Excerpts from a location annotation dataset

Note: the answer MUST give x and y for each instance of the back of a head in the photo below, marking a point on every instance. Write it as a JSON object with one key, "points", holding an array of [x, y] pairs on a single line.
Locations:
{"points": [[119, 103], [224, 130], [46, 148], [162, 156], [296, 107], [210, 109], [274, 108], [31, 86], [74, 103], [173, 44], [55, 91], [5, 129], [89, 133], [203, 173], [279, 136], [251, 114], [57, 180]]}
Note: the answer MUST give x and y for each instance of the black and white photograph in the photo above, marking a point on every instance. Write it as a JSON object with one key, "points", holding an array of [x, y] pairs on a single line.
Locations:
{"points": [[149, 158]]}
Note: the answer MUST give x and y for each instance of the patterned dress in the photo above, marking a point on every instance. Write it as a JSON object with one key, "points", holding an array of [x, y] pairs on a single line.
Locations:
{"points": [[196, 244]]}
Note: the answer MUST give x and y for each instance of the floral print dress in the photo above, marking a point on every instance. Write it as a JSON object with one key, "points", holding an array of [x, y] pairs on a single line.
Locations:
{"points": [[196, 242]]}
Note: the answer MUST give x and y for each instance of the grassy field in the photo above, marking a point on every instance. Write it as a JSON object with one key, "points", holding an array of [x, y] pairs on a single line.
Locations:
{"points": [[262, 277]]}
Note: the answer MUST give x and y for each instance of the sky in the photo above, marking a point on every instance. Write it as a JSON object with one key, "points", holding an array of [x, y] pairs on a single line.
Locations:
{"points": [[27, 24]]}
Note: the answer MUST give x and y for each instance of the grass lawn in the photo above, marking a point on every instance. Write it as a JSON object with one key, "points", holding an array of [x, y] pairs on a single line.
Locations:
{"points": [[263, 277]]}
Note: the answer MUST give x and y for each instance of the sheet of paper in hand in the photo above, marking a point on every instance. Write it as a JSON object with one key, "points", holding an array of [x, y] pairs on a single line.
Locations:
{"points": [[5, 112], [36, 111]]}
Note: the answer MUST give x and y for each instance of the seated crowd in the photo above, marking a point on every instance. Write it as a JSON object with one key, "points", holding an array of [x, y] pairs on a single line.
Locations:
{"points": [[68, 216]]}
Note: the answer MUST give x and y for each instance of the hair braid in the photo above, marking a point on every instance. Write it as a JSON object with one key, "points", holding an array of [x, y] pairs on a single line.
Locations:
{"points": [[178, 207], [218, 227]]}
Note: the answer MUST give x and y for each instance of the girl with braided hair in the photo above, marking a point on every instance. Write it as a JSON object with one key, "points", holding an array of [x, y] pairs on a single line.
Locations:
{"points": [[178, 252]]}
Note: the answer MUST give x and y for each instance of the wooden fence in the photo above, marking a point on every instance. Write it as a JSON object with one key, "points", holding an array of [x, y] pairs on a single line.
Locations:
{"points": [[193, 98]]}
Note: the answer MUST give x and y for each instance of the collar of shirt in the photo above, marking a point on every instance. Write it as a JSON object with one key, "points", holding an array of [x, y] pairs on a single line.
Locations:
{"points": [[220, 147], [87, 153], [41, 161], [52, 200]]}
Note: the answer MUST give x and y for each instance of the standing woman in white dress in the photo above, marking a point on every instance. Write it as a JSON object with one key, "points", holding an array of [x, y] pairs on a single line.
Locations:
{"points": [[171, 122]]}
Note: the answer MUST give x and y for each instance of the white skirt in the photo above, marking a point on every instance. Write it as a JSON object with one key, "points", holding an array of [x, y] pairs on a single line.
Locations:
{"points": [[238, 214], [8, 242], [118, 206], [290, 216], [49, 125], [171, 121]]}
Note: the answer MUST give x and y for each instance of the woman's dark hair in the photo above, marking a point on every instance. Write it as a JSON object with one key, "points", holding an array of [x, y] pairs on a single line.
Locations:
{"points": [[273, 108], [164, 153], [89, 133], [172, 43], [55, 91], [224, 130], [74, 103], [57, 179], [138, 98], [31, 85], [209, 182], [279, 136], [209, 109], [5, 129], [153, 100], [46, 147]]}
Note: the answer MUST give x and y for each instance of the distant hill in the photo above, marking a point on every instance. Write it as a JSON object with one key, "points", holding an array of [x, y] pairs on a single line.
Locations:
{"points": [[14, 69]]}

Exercise
Return all of the material above verbatim, reproducing every line without alteration.

Solution
Note: the answer MUST give x and y for each instance of the back of a head in the photo below, marking a point on every instance. Write it as a JSON object with one key, "points", holding an array of [x, y] pairs on a single line.
Locations:
{"points": [[119, 103], [224, 130], [46, 148], [162, 156], [296, 107], [210, 109], [274, 108], [31, 86], [74, 103], [173, 44], [55, 91], [5, 129], [89, 133], [203, 173], [279, 136], [251, 114], [57, 180]]}
Note: the answer MUST give x and y for each instance of the black and white photograph in the photo above, marking a point on every instance. Write it as a JSON object with one key, "points", holding an array of [x, y] pairs on a single line.
Locations:
{"points": [[149, 158]]}
Note: the answer MUST give x and y for each instance of the patterned dress in the photo above, marking a point on every instance. Write it as a JSON object with one key, "points", holding an array of [x, y] pairs on a single line.
Locations:
{"points": [[196, 244]]}
Note: the answer MUST give x and y for each instance of the floral print dress in the photo above, marking a point on every instance. Write it as a JSON object with one key, "points", holding an array of [x, y] pairs on a single line.
Locations:
{"points": [[196, 242]]}
Note: the answer MUST give x and y for each instance of the grassy field in the photo above, marking a point on every instance. Write it as a JSON object with one key, "points", holding an array of [x, y] pairs on a single line.
Locations:
{"points": [[262, 277]]}
Note: the answer MUST give x and y for each instance of the sky in the photo above, marking a point on every instance. Write it as a JSON object with one key, "points", holding an array of [x, y] pairs on a single line.
Locations:
{"points": [[27, 24]]}
Note: the answer MUST give x and y for each instance of the grass lawn in the photo above, marking a point on every instance. Write it as a JSON object with one key, "points", holding an array of [x, y] pairs on a single line.
Locations:
{"points": [[263, 277]]}
Note: the answer MUST give x and y for each instance of the sheet of paper in hand in the photo above, marking a point on every instance. Write it as a JSON object with one key, "points", holding an array of [x, y] pairs on a single line.
Locations:
{"points": [[5, 112], [36, 111]]}
Note: the answer MUST give x and y for each instance of the seated crowd in the photo above, marking a point on every instance. Write it as a JSON object with one key, "points", holding an array of [x, y] pairs on a single line.
Locations:
{"points": [[68, 216]]}
Note: the answer MUST give x and y for each instance of the hair braid in the photo above, marking a point on every instance. Write it as a JSON object with one key, "points", holding an array of [x, y] pairs on a single line.
Locations:
{"points": [[178, 207], [218, 227]]}
Note: the answer MUST give x and y for each instance of the girl with braided hair in the photo above, marking a point on every instance. Write it as a JSON object with one key, "points", holding an array of [x, y] pairs on a single line.
Locations:
{"points": [[178, 252]]}
Note: the answer MUST give x and y for each instance of the wooden fence in the photo above, marking a point on every instance. Write it as a JSON object with one key, "points", holding an array of [x, y] pairs on a single line.
Locations:
{"points": [[193, 98]]}
Note: the answer MUST give x and y for each instance of the collar of shirt in the photo above, marking a point on every instance. Write it as a JSON object with one key, "points", holding an array of [x, y] pairs on a single line.
Locations:
{"points": [[220, 147], [87, 153], [41, 161], [52, 200]]}
Note: the answer MUST give x and y for each instance of the standing woman in white dress in the photo above, marking a point on every instance. Write it as a JSON object with one key, "points", holding an array of [x, y] pairs on a single line.
Locations:
{"points": [[171, 122]]}
Note: the answer MUST give x and y for each instance of the white skirt in the photo above, marking a point on every instance. Write it as a JSON object with one key, "points", holding an array of [x, y] pairs on a single line.
Locations:
{"points": [[238, 214], [8, 242], [118, 206], [290, 216], [49, 125], [171, 121]]}
Note: the answer MUST give x and y for each instance of the woman's dark hair in the photo above, marking a point on every instance. Write it as a JSON object with one key, "points", holding an array of [x, y] pairs on a single line.
Locations:
{"points": [[273, 108], [164, 153], [89, 133], [172, 43], [55, 91], [224, 130], [74, 103], [57, 179], [138, 98], [31, 85], [209, 182], [279, 136], [209, 109], [5, 129], [153, 100], [46, 147]]}
Note: the answer MUST give x and y for each instance of the distant hill in the photo above, marking a point on every instance. Write it as a JSON object with one key, "points", holding an array of [x, y] pairs on a single line.
Locations:
{"points": [[14, 69]]}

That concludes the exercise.